Task data:

________

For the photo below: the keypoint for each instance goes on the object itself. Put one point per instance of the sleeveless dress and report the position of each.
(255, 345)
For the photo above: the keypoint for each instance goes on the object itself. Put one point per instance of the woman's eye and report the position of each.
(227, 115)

________

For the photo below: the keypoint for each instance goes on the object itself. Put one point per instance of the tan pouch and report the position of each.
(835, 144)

________

What to work on: Show every line of the listing above that contains the word "point", treating uppercase and lowercase as different.

Correct result:
For the photo below: the keypoint for each instance goes on the object itself. Put one point per instance of the sleeveless dress and report the position of each.
For the photo above: the keypoint for each instance goes on the object itself. Put one point per instance of the woman's eye and report the position of each.
For the photo below: the keypoint for each instance goes on the object itself. Put one point per instance of the tan pouch and report the position of each.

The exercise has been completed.